»»

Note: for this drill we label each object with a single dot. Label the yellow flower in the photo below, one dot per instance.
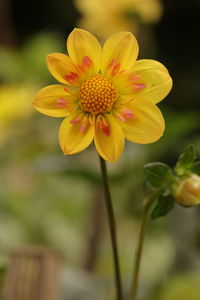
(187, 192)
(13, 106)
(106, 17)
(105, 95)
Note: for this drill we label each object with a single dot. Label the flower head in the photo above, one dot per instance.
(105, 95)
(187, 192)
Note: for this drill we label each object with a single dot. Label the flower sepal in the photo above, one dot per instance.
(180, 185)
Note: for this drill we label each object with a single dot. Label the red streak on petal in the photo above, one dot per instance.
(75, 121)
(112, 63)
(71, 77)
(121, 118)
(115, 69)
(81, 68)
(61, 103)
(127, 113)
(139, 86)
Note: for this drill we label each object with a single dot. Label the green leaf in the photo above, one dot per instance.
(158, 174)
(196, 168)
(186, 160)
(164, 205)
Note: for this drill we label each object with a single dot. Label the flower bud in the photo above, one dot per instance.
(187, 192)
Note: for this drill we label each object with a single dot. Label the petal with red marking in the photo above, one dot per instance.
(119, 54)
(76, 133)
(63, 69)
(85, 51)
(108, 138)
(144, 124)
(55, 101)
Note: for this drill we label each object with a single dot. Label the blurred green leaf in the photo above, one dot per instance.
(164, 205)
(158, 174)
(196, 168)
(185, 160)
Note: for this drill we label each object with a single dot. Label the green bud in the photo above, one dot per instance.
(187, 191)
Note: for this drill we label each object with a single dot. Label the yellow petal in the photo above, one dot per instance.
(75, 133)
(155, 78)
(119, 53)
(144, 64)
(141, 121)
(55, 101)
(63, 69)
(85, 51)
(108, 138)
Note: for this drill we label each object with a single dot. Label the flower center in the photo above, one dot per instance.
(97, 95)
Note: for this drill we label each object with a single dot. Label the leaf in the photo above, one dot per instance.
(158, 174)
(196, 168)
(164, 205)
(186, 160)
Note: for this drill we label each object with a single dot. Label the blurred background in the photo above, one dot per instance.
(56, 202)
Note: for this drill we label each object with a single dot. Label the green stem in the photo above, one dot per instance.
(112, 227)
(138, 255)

««
»»

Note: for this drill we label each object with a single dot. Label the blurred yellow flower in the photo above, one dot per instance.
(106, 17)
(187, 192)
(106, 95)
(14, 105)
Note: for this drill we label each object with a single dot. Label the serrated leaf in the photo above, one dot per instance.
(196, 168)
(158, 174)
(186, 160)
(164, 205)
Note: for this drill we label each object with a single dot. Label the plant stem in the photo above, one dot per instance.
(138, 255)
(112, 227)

««

STATED PROBLEM: Locate each line of the material above that contains the string "petal", and copy those lines out. The match is case-sensitive.

ANSWER TO THIS EXERCISE:
Note: for this drill we label each object with a single dot. Label the red streak on petal in the photo above, one dot per instance.
Note: for this drill we label each object with a single dot. Label the petal with red marking in the photo above, one dot per instance.
Note: for this drill we label each object with a single dot. Label the yellow petal in the photo above, one dot per instance.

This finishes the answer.